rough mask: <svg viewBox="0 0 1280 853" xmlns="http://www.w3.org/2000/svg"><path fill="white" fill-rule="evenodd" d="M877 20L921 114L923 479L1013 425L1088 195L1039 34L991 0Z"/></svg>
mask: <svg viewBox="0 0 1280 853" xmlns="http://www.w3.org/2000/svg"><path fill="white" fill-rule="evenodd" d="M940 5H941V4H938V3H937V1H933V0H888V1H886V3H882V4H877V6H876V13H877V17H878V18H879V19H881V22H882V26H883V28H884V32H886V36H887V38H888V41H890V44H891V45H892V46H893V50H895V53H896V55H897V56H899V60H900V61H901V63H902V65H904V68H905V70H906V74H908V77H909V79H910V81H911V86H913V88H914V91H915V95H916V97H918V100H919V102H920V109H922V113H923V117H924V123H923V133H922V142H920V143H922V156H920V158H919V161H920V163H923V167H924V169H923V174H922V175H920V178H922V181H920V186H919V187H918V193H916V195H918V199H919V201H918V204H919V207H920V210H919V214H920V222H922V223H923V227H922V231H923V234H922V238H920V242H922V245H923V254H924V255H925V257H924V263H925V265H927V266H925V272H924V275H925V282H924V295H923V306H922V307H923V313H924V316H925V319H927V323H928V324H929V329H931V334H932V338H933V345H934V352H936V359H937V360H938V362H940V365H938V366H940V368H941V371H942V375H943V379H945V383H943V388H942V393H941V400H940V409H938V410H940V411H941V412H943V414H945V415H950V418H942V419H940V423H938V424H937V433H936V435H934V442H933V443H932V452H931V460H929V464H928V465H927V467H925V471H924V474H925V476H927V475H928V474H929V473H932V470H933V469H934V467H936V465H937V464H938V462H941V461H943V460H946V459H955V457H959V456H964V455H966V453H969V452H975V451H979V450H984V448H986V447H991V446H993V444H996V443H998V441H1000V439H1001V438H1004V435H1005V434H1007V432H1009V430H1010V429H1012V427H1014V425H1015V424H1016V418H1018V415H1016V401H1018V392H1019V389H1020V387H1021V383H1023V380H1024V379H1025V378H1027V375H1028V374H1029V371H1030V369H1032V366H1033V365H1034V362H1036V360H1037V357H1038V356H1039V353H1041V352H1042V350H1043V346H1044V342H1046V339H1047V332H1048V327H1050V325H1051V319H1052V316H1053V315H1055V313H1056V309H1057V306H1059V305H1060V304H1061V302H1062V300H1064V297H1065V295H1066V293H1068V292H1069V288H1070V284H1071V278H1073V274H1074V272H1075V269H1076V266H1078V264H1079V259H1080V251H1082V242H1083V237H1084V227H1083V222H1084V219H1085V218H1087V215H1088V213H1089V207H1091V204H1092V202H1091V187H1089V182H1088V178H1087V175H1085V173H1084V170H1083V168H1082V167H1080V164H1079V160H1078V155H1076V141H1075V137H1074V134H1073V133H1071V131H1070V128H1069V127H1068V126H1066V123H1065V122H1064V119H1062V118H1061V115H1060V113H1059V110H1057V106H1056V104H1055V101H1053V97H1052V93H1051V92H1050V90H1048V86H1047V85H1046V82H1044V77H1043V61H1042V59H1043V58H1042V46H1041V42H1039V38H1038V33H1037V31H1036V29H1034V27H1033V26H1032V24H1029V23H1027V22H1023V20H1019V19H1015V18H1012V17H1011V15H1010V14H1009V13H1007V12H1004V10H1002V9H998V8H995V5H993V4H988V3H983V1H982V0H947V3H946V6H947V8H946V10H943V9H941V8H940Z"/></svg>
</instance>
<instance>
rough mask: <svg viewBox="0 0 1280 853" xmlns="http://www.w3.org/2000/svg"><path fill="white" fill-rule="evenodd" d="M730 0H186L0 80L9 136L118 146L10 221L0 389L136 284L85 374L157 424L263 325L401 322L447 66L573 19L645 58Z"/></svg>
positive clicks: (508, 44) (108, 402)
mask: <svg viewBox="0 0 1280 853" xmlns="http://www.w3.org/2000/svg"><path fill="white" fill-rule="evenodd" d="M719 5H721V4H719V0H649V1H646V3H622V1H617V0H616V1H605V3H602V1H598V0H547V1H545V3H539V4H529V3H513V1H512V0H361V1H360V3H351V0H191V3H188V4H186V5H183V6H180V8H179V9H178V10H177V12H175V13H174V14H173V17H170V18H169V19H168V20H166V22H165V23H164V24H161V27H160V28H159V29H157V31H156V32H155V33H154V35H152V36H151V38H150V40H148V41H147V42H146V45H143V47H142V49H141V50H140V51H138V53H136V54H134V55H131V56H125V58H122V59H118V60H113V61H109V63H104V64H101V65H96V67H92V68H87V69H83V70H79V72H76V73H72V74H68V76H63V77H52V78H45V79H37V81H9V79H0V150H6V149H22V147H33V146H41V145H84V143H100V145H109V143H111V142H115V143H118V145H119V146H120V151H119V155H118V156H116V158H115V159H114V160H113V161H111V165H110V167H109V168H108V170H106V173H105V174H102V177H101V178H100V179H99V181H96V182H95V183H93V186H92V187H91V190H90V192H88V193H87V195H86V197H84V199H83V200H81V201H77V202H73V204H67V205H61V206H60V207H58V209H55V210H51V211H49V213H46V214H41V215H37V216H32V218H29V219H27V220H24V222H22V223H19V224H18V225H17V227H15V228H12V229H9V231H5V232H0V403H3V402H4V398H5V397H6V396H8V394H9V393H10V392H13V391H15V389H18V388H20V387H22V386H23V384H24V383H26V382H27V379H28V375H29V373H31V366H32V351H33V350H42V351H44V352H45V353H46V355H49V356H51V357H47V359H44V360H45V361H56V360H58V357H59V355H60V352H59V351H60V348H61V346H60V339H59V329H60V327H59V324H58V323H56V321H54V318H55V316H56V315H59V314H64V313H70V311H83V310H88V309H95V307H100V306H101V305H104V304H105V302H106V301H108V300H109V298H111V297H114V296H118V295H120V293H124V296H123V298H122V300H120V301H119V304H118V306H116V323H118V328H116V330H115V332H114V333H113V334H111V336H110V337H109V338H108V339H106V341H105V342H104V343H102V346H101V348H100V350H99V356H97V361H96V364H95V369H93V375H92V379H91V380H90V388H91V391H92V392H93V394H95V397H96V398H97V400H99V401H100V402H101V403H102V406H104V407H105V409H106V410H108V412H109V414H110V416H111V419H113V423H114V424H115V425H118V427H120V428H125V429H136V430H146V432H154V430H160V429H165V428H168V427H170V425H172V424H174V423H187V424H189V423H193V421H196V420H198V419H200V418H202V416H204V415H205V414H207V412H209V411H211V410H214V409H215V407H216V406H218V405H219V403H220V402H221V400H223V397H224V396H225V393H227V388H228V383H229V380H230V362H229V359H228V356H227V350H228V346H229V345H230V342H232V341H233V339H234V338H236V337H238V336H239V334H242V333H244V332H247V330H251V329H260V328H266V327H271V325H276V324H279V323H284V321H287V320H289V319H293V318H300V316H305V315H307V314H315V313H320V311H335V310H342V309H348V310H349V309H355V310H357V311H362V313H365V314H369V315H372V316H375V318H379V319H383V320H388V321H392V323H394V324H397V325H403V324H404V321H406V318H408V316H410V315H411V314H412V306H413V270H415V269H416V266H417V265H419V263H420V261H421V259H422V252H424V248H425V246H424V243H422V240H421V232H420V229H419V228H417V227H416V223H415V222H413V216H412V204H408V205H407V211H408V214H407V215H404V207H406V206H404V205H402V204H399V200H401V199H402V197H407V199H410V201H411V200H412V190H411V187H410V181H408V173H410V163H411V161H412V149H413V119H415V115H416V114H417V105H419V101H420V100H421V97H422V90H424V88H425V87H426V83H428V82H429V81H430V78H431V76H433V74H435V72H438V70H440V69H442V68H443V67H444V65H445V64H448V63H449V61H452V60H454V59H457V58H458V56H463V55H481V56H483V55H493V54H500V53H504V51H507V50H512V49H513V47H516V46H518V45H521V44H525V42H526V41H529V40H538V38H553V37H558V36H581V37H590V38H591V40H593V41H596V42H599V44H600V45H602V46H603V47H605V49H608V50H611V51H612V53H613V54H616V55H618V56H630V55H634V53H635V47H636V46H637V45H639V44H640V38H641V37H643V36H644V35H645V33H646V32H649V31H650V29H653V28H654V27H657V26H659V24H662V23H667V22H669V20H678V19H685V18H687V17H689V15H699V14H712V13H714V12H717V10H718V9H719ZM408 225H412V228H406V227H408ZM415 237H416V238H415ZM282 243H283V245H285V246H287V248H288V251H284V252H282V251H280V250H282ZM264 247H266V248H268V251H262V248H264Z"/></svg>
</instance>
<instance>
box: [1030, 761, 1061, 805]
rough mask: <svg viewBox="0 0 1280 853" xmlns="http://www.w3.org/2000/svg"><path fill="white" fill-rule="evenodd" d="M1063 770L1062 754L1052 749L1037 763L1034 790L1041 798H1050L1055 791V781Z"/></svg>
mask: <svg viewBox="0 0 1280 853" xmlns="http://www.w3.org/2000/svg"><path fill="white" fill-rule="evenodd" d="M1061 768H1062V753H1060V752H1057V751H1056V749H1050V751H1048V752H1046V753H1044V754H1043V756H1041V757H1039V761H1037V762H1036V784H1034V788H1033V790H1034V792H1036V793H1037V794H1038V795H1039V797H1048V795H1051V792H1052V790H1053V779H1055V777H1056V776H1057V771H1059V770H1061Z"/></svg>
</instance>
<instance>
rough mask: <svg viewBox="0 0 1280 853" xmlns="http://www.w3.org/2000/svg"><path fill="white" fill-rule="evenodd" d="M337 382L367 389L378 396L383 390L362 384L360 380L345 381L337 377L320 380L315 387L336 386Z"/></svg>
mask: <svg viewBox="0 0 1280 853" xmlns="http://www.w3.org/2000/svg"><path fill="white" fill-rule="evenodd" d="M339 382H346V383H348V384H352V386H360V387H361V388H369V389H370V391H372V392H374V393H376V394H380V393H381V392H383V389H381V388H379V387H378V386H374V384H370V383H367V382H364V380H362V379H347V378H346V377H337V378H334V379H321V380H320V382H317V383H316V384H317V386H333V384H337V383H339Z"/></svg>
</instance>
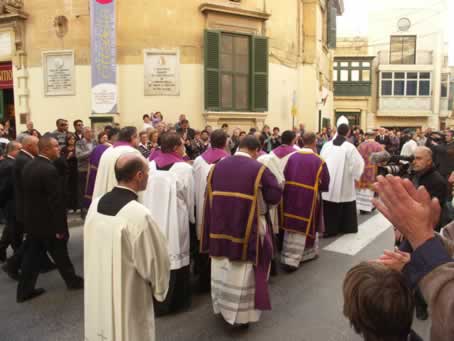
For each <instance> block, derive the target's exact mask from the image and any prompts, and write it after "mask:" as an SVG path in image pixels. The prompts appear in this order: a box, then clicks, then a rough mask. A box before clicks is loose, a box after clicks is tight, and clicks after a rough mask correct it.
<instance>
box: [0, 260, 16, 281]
mask: <svg viewBox="0 0 454 341" xmlns="http://www.w3.org/2000/svg"><path fill="white" fill-rule="evenodd" d="M2 270H3V271H5V272H6V274H7V275H8V277H9V278H11V279H12V280H13V281H18V280H19V272H18V271H13V270H11V269H10V267H9V266H8V263H6V264H5V265H3V266H2Z"/></svg>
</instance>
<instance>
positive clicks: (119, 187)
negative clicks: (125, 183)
mask: <svg viewBox="0 0 454 341" xmlns="http://www.w3.org/2000/svg"><path fill="white" fill-rule="evenodd" d="M115 187H117V188H121V189H126V190H128V191H130V192H132V193H134V194H135V195H137V196H139V195H138V194H137V192H136V191H134V190H133V189H132V188H129V187H126V186H120V185H117V186H115Z"/></svg>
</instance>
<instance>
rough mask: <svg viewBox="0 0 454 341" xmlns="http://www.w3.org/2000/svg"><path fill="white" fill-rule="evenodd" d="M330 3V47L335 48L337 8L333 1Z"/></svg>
mask: <svg viewBox="0 0 454 341" xmlns="http://www.w3.org/2000/svg"><path fill="white" fill-rule="evenodd" d="M328 4H329V6H327V10H328V13H327V14H328V15H327V17H328V48H329V49H335V48H336V40H337V8H336V6H335V5H334V3H332V2H329V3H328Z"/></svg>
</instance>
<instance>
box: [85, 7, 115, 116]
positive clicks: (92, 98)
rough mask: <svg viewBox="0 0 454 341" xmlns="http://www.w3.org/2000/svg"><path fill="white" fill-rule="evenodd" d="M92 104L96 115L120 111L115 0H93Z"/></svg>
mask: <svg viewBox="0 0 454 341" xmlns="http://www.w3.org/2000/svg"><path fill="white" fill-rule="evenodd" d="M90 16H91V103H92V104H91V107H92V112H93V114H116V113H117V98H118V96H117V94H118V90H117V45H116V27H115V0H90Z"/></svg>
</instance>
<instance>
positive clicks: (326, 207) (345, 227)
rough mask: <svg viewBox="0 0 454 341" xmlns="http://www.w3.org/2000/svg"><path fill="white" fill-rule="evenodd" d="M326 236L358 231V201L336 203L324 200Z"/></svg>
mask: <svg viewBox="0 0 454 341" xmlns="http://www.w3.org/2000/svg"><path fill="white" fill-rule="evenodd" d="M323 212H324V218H325V236H328V237H329V236H335V235H337V234H339V233H356V232H358V214H357V212H356V201H351V202H341V203H335V202H331V201H325V200H324V201H323Z"/></svg>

### TRY IT
Only the lines from the one holding "box: [85, 7, 115, 116]" to the end of the entries above belong in the answer, each copied exactly.

### FINISHED EXERCISE
box: [85, 7, 115, 116]
positive clicks: (92, 98)
rough mask: <svg viewBox="0 0 454 341" xmlns="http://www.w3.org/2000/svg"><path fill="white" fill-rule="evenodd" d="M92 104L96 115L120 111L115 0H93Z"/></svg>
mask: <svg viewBox="0 0 454 341" xmlns="http://www.w3.org/2000/svg"><path fill="white" fill-rule="evenodd" d="M90 16H91V103H92V104H91V107H92V112H93V114H116V113H117V98H118V96H117V94H118V90H117V45H116V27H115V0H90Z"/></svg>
</instance>
<instance>
positive clicks: (326, 207) (345, 227)
rough mask: <svg viewBox="0 0 454 341" xmlns="http://www.w3.org/2000/svg"><path fill="white" fill-rule="evenodd" d="M326 236L358 231V201L336 203L324 200Z"/></svg>
mask: <svg viewBox="0 0 454 341" xmlns="http://www.w3.org/2000/svg"><path fill="white" fill-rule="evenodd" d="M323 212H324V218H325V236H328V237H329V236H335V235H337V234H339V233H356V232H358V214H357V212H356V201H351V202H341V203H335V202H331V201H325V200H324V201H323Z"/></svg>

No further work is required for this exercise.